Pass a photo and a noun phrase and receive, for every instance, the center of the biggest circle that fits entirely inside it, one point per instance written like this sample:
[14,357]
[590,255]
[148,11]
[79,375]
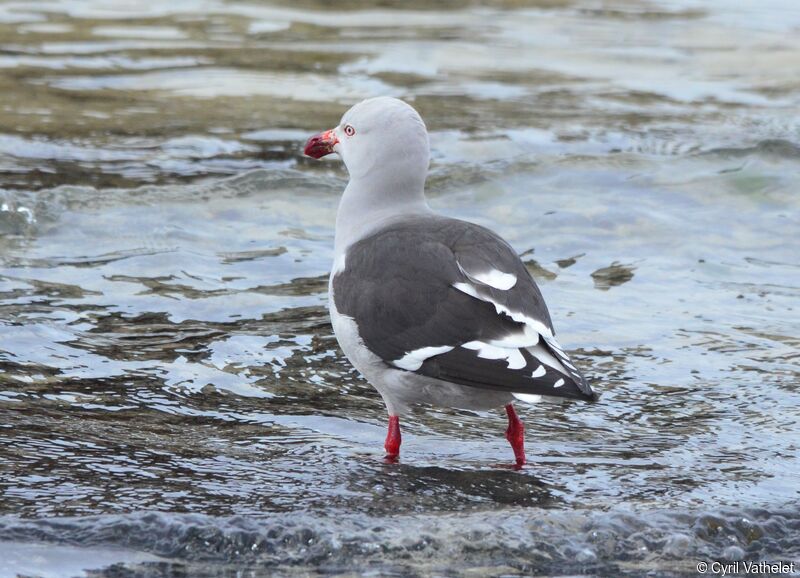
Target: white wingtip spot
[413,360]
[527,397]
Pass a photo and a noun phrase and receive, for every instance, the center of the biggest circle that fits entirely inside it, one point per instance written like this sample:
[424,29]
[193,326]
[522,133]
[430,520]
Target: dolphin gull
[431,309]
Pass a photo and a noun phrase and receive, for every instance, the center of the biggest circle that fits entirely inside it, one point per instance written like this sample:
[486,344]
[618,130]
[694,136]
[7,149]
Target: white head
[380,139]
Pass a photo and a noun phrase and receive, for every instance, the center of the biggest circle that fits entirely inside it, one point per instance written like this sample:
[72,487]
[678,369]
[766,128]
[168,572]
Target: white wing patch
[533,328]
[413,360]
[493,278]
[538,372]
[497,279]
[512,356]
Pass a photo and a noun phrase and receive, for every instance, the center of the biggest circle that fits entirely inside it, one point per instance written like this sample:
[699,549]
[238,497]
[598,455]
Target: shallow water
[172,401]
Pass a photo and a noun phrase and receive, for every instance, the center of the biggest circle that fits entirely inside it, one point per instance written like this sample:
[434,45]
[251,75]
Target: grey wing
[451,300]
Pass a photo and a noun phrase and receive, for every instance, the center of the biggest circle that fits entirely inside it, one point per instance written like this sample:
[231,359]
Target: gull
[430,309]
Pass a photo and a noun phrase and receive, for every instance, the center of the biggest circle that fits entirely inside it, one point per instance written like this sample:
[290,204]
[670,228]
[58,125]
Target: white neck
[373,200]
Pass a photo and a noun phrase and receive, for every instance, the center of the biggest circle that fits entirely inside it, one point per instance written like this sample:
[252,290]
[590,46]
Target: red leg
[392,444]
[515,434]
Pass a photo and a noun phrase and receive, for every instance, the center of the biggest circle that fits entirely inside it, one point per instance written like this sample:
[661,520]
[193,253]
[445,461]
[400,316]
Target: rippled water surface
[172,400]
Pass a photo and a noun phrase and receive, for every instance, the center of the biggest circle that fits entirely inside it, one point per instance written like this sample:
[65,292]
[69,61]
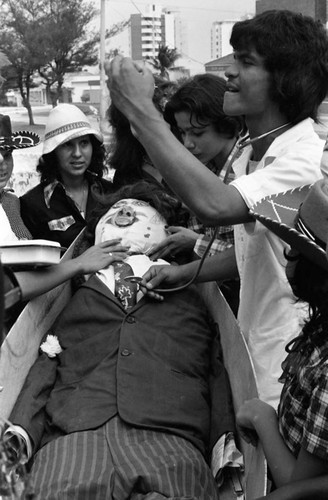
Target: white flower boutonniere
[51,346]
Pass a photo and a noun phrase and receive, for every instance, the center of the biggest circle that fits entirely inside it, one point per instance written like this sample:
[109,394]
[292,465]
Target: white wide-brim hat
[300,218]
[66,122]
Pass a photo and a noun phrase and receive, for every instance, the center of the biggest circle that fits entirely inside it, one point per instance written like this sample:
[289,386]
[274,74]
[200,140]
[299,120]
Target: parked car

· · · · · · ·

Count the lines in the listing above that contain the string "water", and reply with the number alone.

2